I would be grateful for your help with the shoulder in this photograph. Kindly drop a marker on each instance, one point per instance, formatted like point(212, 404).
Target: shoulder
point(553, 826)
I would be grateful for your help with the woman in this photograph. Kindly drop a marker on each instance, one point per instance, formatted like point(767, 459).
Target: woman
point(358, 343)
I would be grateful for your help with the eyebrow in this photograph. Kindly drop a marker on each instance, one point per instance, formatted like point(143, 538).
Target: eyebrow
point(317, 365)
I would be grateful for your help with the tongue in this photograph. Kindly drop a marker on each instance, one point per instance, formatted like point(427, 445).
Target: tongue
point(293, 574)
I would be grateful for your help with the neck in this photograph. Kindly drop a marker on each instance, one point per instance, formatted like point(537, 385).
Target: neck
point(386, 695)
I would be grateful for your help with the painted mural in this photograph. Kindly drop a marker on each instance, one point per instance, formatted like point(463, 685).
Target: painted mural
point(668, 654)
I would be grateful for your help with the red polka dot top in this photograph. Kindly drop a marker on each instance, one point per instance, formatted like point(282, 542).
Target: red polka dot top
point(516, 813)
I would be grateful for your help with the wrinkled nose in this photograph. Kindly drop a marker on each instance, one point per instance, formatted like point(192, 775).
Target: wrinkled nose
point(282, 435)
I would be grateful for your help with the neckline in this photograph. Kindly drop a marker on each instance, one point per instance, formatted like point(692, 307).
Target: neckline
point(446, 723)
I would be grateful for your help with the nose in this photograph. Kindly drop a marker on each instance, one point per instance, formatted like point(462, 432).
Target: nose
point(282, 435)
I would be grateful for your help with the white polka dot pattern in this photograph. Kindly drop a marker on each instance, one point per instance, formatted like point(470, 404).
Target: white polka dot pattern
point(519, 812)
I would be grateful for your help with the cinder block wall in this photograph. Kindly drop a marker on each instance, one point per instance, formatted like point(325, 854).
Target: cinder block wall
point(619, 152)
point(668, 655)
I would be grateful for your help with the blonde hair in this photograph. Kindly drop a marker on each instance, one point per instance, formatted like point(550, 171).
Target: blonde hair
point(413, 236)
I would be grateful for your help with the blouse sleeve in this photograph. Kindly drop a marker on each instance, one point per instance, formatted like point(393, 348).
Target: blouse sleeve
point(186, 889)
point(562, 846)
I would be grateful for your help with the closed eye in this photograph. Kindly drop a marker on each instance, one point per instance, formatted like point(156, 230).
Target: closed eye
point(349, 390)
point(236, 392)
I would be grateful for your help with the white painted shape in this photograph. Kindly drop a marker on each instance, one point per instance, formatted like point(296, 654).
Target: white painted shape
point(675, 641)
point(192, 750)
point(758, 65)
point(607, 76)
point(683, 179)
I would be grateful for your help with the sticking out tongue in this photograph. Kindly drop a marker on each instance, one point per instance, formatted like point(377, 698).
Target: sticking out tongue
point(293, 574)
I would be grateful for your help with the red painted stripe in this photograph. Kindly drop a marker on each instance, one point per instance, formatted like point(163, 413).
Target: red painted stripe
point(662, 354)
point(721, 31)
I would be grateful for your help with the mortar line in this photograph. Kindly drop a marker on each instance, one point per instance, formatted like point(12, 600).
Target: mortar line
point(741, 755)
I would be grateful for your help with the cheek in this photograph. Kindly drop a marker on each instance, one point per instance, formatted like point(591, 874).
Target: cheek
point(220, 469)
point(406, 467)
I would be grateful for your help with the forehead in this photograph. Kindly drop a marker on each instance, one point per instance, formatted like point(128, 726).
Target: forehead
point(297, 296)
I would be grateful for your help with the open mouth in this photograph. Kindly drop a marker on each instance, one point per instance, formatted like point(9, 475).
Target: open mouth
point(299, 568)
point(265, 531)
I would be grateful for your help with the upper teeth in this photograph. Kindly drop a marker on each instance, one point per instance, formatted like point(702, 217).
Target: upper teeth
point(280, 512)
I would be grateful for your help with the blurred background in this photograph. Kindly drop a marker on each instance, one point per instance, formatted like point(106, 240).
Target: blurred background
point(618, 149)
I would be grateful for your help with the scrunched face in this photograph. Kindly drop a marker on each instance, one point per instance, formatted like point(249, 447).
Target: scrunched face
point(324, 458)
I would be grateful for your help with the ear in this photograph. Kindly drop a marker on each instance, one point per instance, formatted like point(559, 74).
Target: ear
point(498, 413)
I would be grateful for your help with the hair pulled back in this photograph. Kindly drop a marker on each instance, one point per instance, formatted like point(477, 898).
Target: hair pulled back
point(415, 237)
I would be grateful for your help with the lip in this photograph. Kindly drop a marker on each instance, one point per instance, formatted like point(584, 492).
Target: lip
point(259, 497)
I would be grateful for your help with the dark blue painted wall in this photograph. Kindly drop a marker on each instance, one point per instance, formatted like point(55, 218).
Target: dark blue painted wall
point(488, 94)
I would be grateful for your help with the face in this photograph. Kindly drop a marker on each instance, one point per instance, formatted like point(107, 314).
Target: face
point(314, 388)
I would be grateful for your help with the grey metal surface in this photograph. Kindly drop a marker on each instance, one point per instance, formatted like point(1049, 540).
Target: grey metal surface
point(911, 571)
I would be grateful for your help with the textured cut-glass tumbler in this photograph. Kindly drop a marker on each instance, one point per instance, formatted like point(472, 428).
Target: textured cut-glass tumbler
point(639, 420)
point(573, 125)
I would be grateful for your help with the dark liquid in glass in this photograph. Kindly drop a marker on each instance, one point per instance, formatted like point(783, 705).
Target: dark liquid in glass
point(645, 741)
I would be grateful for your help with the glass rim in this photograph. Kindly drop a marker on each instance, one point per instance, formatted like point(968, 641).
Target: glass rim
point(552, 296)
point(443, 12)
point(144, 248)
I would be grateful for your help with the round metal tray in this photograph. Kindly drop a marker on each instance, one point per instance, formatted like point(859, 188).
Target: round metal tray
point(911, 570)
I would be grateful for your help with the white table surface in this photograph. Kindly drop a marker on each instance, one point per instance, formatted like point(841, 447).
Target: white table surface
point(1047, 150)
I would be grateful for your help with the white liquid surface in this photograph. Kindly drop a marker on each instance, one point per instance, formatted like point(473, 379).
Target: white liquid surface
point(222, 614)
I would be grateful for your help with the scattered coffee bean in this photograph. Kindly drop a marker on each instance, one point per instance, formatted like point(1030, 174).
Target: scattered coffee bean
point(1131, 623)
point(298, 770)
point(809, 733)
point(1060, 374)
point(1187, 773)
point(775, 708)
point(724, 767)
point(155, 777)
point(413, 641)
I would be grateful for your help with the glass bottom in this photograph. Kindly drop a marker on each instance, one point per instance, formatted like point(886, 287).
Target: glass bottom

## [Aufgabe und Anforderungen]
Schreibe das gesamte Material oben Zeile für Zeile unverändert ab.

## [Ergebnis der Übung]
I would be grateful for your help with the shoulder in this photograph. Kindly drop a marker on each instance, one point per instance, formatted like point(212, 404).
Target: shoulder
point(553, 826)
I would be grateful for your help with the woman in this photograph. Kindly drop a marker on each instance, one point per instance, formatted like point(767, 459).
Target: woman
point(358, 343)
I would be grateful for your help with the eyebrow in this photograph. Kindly drop a marker on each instance, one point per instance, formatted like point(143, 538).
Target: eyebrow
point(317, 365)
I would be grateful for your help with the tongue in this photograph. Kindly drop a marker on each instance, one point per instance, formatted like point(427, 445).
Target: tongue
point(293, 574)
I would be grateful for your help with the neck in this photograph. Kindly drop a marker on each instance, one point per instance, formatted like point(537, 385).
Target: neck
point(386, 695)
I would be grateful for your help with the painted mural in this photograph. Kindly drop a marker on each instance, one point per instance, formatted like point(463, 685).
Target: painted mural
point(668, 654)
I would be grateful for your help with the red polka dot top in this photograph. Kindly drop a marker on each instance, one point per instance, formatted like point(282, 542).
Target: red polka dot top
point(516, 813)
I would be grateful for your help with the wrinkled nose in this photograph. Kindly drop a marker on each instance, one point per instance, formatted like point(192, 775).
Target: wrinkled nose
point(282, 435)
I would be grateful for your help with the neckline in this photograph. Kindly drop a marker on each instance, one point per instance, formatted like point(692, 307).
Target: neckline
point(446, 723)
I would be grateful for your help with the nose in this photograph. Kindly drop a marker on each instance, one point per instance, formatted like point(462, 432).
Target: nose
point(282, 435)
I would be grateful for your help with the white polka dot pattern in this photograph. Kindly drop a marker on each instance, one point per instance, formatted like point(470, 404).
Target: white polka dot pattern
point(519, 812)
I would be grateful for your help with the cinder block wall in this photograph. Kindly drop a marker on each instance, one point per instance, formatted like point(325, 854).
Target: cinder block wall
point(619, 152)
point(668, 655)
I would be grateful for your help with the blonde hair in this photograph. Kindly drop a marker on each instance, one point per instance, formatted like point(550, 171).
Target: blonde hair
point(413, 236)
I would be grateful for your help with the blouse sleeve in this photograph. Kindly drop a marker on each instance, one point per instance, formatted like point(393, 348).
Target: blouse sleeve
point(186, 889)
point(562, 846)
I would be grateful for your help with the closed eye in this photograph. Kindly drop a marker on each instance, one point per instance, formatted like point(156, 230).
Target: closed eye
point(349, 390)
point(236, 392)
I would be grateful for your help with the white painted shape in this photograph. Kindly drop a marker on each instance, one point per instance, formatted like point(296, 654).
Target: white painted shape
point(675, 641)
point(192, 750)
point(758, 65)
point(607, 76)
point(683, 179)
I would be grateful for your help with the sticking out tongue in this photograph. Kindly drop a marker on each instance, one point per instance, formatted like point(377, 698).
Target: sticking out tongue
point(293, 574)
I would be grateful for your help with the red painted stripe in this photograph. Kindly drop a marker on each instance, one point per instance, formatted like point(163, 413).
Target: red painted stripe
point(662, 354)
point(721, 31)
I would be grateful for your help with the mortar line in this photograph. Kindly drop a marker on each instance, one point per instance, formatted like point(12, 600).
Target: mortar line
point(741, 755)
I would be grateful for your help with the cheek in this photograph. Kindly drop a marker on each instance, one point per instance, formatted like point(591, 874).
Target: cheek
point(220, 469)
point(406, 467)
I would be grateful for your help with the forehead in this photograph. Kindly drop a marker on each instance, one point per instance, formatted like point(128, 726).
Target: forehead
point(297, 296)
I would be grateful for your help with the open mouth in this photograph. Kindly drop a marker on each instance, one point per instance, formatted like point(9, 475).
Target: open mouth
point(299, 568)
point(265, 531)
I would be grateful for your help with the upper teeth in this photograph. Kindly drop a marker on each instance, one point per instance, formatted like point(702, 217).
Target: upper teeth
point(280, 512)
I would be grateful for your help with the blurred background in this photograph. Kindly drop a marker on each instance, one point per instance, formatted like point(106, 240).
Target: blurred background
point(618, 149)
I would be grateful for your help with the scrunched face in this photograph. Kindly drop a marker on each instance, one point per instance, formatted like point(249, 447).
Target: scrunched face
point(324, 458)
I would be grateful for your help with the ear in this photograph. Kindly drop a marker on each instance, one point per instance, formatted like point(559, 74).
Target: ear
point(498, 413)
I would be grateful for your help with the hair pulled back in this photograph. Kindly drop a marker on each instance, one point per instance, formatted like point(477, 898).
Target: hair pulled back
point(415, 237)
I would be grateful for your help with the lip in this photograph. Kindly drop a marker on each instance, one point per instance, formatted like point(584, 492).
Target: lip
point(259, 497)
I would be grateful for your help with the dark blue painted wall in this photograph. Kindly drop a marker on each instance, one point per instance, formatted like point(55, 218).
Target: dark blue painted wall
point(488, 94)
I would be grateful for your help with the face in this photograph. Kindly drop a marker on each instance, one point per instance, formatted like point(107, 314).
Target: face
point(314, 388)
I would be grateful for your help with the grey metal surface in this photograph. Kindly drop a marker on each instance, one point per instance, formatted like point(1049, 540).
Target: grey metal surface
point(911, 571)
I would be grateful for your help with the textured cut-glass tumbler in this photograph. Kindly drop a marker on each instance, one point per instance, formatted like point(472, 428).
Target: textured cut-glass tumbler
point(639, 420)
point(573, 125)
I would be grateful for your help with the dark liquid in glass in this photograph. Kindly drop a marker on each instance, one point per instance, formatted like point(783, 705).
Target: dark liquid in glass
point(645, 741)
I would be grateful for your help with the glass rim in this photograph. Kindly drop a marker on each instance, one point per instance, formatted like point(968, 641).
Target: glass rim
point(552, 296)
point(443, 12)
point(144, 248)
I would be grateful for your help with the round metal tray in this photograph. Kindly drop a marker on each instance, one point per instance, formatted like point(859, 188).
Target: round metal tray
point(911, 570)
I would be grateful for your help with the white table surface in this photograph. Kindly drop a marker on each instance, one point per instance, formatted like point(841, 447).
Target: white table surface
point(1047, 150)
I would be grateful for your help with the white liquid surface in this photograph. Kindly drop a marker on each instance, one point per instance, formatted like point(473, 379).
Target: white liquid surface
point(222, 614)
I would be grateful for your help with the scattered coffee bean in this photograph. Kindly drop a marker on each instance, one point per instance, formatted like point(1030, 174).
Target: scattered coffee bean
point(1131, 623)
point(298, 770)
point(809, 733)
point(1060, 374)
point(1187, 773)
point(775, 708)
point(724, 767)
point(155, 777)
point(413, 641)
I would be grateful for your help with the glass bottom in this photograph. Kindly drop a marker on each instance, one point per instance, formatted like point(886, 287).
Target: glass bottom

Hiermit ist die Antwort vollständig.